> _WHAT TO DO_
Your task is to output the data exactly as it stands.

> _MATERIAL_
++++++++++

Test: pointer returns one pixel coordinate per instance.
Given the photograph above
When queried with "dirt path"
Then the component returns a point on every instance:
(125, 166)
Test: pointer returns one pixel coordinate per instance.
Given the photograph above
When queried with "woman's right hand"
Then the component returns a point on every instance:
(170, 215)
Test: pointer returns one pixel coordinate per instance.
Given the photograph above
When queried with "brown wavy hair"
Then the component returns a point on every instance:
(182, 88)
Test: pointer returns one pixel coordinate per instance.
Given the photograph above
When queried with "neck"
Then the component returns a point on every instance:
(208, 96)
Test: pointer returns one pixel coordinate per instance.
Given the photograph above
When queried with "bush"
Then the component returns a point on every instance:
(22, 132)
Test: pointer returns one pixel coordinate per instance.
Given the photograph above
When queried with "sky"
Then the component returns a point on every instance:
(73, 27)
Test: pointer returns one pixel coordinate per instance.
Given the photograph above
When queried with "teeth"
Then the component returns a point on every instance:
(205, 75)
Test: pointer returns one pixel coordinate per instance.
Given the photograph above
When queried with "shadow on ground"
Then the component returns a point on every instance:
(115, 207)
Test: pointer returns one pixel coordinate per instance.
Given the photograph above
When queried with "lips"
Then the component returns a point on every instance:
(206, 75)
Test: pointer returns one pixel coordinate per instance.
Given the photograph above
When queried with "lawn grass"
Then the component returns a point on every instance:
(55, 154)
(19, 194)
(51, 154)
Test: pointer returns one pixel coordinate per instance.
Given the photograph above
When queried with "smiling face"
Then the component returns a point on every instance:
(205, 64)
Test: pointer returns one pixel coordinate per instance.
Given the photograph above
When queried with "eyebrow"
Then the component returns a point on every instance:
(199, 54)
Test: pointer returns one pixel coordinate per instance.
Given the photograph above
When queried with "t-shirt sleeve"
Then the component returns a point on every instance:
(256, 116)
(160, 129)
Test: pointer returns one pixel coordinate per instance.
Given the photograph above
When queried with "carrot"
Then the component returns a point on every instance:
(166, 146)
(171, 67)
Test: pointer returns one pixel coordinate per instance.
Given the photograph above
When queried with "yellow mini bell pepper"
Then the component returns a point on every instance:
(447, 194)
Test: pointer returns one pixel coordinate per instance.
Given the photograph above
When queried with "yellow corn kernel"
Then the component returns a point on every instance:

++++++++++

> _RESULT FOR THIS EXERCISE_
Test: pointer returns one pixel coordinate per instance.
Given the photograph above
When queried with "dirt path"
Then the component returns a point on every instance:
(125, 166)
Test: pointer returns one pixel coordinate per instance.
Given the photograph above
When queried with "woman's right hand"
Then the component returns a point on every instance:
(170, 215)
Test: pointer returns one pixel coordinate per instance.
Given the photograph above
When queried with "brown wavy hair"
Then the component returns a point on every instance:
(182, 88)
Test: pointer returns one pixel coordinate per instance.
Given the photograph above
When queried with "neck"
Then the component returns a point on every instance:
(208, 96)
Test: pointer returns one pixel coordinate per instance.
Given the photograph above
When queried with "bush"
Then the component returns a point on every instance:
(22, 132)
Test: pointer returns one pixel coordinate per instance.
Given the photograph above
When queried with "sky"
Then the component returns a point on every instance:
(73, 27)
Test: pointer returns one pixel coordinate per instance.
Given the photograph above
When queried with "teeth"
Then the component returns a point on every instance:
(205, 75)
Test: pointer returns one pixel coordinate per instance.
Given the photograph above
When queried with "shadow on ground"
Then the component returns a point on every instance:
(115, 207)
Test: pointer returns one pixel coordinate per instance.
Given the photograph above
When queried with "lips"
Then the component returns a point on every instance:
(206, 75)
Test: pointer returns one pixel coordinate per instance.
Given the photograph above
When queried with "lawn grass"
Then the component returns a point on every instance:
(55, 154)
(19, 194)
(51, 154)
Test: pointer returns one pixel coordinate per instance.
Given the photograph above
When queried with "smiling face"
Then the component returns a point on every instance:
(205, 64)
Test: pointer returns one pixel coordinate per instance.
Given the photograph above
When queried with "eyebrow"
Then the component returns a point on every instance:
(199, 54)
Test: pointer returns one pixel coordinate per instance.
Given the photograph above
When queried with "t-shirt sleeve"
Then the component returns a point on every instance:
(256, 116)
(160, 129)
Test: pointer returns one pixel coordinate per instance.
Given the photograph above
When queried with "carrot"
Then the component returns a point on every instance:
(166, 146)
(171, 67)
Test: pointer returns one pixel coordinate per instance.
Given the photograph above
When queried with "yellow mini bell pepper"
Then the component returns a point on every instance:
(447, 194)
Test: pointer returns one pixel coordinate per instance.
Given the photograph above
When queried with "yellow corn kernel"
Then the component returns a point on every instance:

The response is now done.